Opdrachten ▸
A - Noem alle filmtitels die in de recensie over The New Gospel hieronder voorkomen.
B - Wil je in de recensie over The New Gospel nagaan wie volgens de tekst Il vangelo secondo Matteo heeft gemaakt?

Getoonde tekst ▸
De morele grijze zone van de migratiekunst

Door Jacoba Waumans, op Wed Mar 31 2021 14:00:00 GMT+0000

In de overdonderende theaterfilm meets documentaire The New Gospel transplanteert Milo Rau de passie van Christus naar Zuid-Italiaanse tomatenplantages, met in de hoofdrol de migranten die er worden uitgebuit. Maar kan die thematiek wel zo’n prominent gepronk met het eigen auteurschap verdragen?

Een zwart scherm waarop zich plots een streep licht aftekent. Een camera wordt schommelend een trapje opgesleurd, een deur gaat open. Ik zie twee silhouetten in het rond kijken over de besneeuwde skyline van het Italiaanse Matera. Wacht, is dat Milo Rau? Even googelen, ja, inderdaad. Met een brede glimlach kijkt hij om zich heen, enthousiast om zich heen wijzend: de oude stad, en dan de hoogvlakte die dienst deed als decor voor Christus’ dood in twee verfilmingen, Il vangelo secondo Matteo (1964) van Pier Paolo Pasolini en The Passion of the Christ (2004) van Mel Gibson. Want aan dat lijstje zal hij nog een derde toevoegen, met als hamvraag welke ongelijkheid een moderne Christus zou bestrijden.

Het voelt wrang, de buitenstaander die de heuvels van Matera bekijkt als artistieke speelruimte, versus de man die het stof van die aarde jarenlang van zijn lichaam heeft gespoeld.

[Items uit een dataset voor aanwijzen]
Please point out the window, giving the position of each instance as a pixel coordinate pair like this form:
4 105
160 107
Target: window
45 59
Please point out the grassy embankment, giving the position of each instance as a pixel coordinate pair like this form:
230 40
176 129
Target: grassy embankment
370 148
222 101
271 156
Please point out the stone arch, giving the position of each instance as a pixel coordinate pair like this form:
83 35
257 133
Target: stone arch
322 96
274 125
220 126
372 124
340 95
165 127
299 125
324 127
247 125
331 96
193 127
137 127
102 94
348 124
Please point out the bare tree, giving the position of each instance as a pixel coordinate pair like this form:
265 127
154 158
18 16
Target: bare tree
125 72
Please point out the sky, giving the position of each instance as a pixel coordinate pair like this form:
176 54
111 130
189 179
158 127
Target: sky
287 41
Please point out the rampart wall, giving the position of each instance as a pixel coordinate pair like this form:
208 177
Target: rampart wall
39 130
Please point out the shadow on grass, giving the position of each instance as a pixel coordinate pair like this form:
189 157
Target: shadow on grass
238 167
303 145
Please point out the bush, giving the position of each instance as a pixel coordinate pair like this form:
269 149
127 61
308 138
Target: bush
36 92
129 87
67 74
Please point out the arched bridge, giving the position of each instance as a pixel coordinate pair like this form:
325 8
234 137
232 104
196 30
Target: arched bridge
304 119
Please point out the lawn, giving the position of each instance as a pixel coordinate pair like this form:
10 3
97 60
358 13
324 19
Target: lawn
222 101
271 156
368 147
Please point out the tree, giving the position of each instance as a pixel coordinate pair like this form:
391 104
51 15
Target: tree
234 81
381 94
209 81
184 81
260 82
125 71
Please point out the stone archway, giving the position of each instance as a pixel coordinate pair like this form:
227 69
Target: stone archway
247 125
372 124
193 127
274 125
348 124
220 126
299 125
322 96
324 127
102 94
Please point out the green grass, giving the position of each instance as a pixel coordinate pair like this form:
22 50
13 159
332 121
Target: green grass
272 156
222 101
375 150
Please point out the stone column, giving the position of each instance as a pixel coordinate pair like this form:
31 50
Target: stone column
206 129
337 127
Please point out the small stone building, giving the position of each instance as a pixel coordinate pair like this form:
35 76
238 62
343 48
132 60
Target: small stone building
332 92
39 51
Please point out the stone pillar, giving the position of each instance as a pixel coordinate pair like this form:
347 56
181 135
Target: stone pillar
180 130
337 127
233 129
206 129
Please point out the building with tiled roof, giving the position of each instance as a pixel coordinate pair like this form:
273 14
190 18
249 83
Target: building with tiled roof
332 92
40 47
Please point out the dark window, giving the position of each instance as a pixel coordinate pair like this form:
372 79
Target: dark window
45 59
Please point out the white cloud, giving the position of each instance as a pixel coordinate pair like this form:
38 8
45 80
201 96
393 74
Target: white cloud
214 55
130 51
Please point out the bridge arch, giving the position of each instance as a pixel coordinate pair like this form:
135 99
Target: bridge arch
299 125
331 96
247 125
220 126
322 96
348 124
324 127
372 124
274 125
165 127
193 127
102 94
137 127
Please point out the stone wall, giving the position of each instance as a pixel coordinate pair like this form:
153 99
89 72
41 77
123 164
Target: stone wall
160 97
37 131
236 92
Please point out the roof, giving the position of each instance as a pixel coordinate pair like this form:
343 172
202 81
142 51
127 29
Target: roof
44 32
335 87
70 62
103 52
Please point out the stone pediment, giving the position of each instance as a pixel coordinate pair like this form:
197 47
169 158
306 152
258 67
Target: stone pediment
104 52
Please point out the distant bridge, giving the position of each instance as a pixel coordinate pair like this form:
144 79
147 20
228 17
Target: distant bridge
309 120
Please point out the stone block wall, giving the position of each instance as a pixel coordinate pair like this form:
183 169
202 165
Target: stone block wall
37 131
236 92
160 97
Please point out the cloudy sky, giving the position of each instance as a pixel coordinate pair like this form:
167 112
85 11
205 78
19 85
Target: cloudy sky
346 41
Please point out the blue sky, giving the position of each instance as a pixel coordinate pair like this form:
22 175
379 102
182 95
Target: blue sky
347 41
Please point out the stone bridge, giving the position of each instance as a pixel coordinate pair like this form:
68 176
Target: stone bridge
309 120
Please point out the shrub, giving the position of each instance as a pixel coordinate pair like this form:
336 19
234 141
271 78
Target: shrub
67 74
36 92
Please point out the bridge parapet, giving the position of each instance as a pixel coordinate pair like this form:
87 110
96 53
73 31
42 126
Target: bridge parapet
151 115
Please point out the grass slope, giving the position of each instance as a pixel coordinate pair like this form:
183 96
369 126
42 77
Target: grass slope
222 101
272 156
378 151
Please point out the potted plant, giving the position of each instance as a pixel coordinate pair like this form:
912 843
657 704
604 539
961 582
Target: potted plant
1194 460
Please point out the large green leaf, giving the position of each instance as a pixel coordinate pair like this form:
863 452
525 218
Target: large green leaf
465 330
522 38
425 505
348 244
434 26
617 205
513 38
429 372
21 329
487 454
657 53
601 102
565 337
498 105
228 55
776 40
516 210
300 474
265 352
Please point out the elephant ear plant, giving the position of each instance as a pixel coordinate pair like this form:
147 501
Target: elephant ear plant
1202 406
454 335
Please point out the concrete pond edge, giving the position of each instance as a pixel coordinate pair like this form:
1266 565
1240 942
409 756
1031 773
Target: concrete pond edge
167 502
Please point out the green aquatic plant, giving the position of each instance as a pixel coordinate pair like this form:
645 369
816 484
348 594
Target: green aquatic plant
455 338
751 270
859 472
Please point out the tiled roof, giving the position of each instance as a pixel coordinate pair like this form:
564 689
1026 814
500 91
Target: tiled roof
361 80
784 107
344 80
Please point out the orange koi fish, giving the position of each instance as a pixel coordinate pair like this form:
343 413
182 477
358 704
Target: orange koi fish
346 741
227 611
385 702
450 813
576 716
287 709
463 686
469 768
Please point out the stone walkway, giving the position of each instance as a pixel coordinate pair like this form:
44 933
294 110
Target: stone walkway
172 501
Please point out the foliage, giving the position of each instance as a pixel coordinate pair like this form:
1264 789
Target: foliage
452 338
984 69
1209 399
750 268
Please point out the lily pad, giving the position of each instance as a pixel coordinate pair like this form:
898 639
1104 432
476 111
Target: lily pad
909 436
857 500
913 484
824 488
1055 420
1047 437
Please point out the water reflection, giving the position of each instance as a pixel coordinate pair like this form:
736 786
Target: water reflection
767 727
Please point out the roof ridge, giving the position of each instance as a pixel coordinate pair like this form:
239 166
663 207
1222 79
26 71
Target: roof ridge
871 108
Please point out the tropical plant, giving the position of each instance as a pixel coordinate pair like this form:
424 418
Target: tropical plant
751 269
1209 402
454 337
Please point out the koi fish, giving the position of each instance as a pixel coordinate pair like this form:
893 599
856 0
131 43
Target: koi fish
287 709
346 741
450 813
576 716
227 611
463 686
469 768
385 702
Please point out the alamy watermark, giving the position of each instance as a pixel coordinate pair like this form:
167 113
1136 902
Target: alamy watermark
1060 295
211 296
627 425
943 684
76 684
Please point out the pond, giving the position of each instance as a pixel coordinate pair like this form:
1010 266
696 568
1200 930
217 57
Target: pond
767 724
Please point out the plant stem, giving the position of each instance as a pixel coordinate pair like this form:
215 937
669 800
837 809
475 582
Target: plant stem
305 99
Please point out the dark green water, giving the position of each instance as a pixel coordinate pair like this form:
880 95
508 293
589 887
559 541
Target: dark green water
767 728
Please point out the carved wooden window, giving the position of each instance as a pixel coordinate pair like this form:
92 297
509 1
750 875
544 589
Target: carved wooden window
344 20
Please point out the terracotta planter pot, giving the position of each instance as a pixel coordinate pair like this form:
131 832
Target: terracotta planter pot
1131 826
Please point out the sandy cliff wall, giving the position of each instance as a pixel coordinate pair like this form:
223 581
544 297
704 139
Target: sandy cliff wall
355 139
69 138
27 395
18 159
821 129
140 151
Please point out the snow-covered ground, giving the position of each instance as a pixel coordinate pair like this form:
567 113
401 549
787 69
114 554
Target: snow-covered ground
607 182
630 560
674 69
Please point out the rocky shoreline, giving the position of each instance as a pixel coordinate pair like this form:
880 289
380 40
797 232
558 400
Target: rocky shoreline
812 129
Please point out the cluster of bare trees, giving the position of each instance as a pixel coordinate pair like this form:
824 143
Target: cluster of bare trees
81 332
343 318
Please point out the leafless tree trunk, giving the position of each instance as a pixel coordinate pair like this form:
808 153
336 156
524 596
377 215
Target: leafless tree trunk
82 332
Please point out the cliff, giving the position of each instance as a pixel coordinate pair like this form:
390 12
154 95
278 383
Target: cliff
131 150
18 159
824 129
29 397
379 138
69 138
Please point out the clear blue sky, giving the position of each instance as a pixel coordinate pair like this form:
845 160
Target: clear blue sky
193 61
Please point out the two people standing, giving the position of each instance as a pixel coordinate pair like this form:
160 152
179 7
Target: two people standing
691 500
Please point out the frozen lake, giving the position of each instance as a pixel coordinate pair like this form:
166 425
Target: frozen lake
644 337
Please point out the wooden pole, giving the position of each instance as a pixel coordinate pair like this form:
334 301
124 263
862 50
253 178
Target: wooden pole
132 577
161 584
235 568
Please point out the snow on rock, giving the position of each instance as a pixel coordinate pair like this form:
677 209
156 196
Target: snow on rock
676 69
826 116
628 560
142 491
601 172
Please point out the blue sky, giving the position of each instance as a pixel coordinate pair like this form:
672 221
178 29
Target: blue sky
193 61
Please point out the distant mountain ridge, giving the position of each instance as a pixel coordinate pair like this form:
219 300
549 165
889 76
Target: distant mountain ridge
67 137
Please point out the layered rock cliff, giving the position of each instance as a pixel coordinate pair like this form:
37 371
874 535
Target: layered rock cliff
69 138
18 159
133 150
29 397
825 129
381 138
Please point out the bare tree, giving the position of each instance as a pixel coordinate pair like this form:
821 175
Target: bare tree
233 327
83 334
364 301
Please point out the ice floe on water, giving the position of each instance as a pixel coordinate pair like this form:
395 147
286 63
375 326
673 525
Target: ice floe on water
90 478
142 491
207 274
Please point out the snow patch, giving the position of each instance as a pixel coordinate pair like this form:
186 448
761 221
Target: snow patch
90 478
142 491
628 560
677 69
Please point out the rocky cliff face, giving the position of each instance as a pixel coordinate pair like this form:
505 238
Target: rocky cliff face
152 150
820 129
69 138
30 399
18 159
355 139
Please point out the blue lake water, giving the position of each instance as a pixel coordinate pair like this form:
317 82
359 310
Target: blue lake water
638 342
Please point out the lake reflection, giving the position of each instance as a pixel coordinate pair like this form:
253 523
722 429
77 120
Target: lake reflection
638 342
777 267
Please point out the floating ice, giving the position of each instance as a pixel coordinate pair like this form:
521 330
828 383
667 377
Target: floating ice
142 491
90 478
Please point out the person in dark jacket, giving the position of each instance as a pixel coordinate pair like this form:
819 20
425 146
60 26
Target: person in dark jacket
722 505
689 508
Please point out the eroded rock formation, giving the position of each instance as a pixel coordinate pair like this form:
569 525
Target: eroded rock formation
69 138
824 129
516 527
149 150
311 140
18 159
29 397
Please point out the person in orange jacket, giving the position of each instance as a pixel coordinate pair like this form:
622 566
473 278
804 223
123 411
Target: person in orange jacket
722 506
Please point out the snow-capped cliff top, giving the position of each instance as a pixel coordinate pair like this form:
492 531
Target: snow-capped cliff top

Antwoorden ▸
A -
- The New Gospel
- Il vangelo secondo Matteo
- The Passion of the Christ

B - Pier Paolo Pasolini.